=== Begin Enclosure ===
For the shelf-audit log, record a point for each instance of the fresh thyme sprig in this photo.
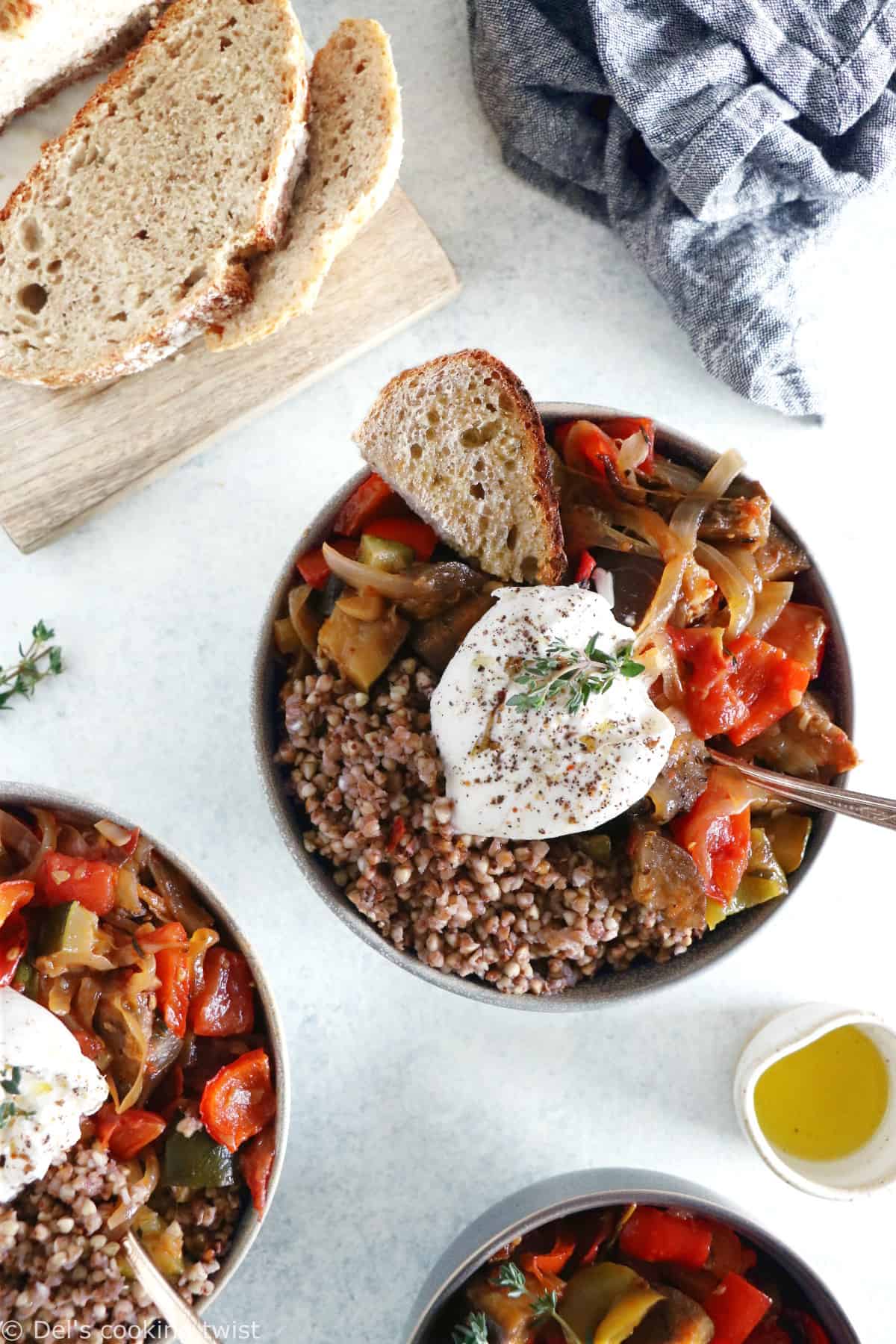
(40, 660)
(474, 1330)
(544, 1305)
(571, 673)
=== End Enclosure ===
- [TASK PROMPT]: Everything above except the pictures needs to be reproduced exactly.

- [ANSWER TO THIS EXERCISE]:
For the shelf-audit log, record a point for each instance of the fresh thyme sprig in this photo.
(40, 660)
(474, 1330)
(544, 1305)
(571, 673)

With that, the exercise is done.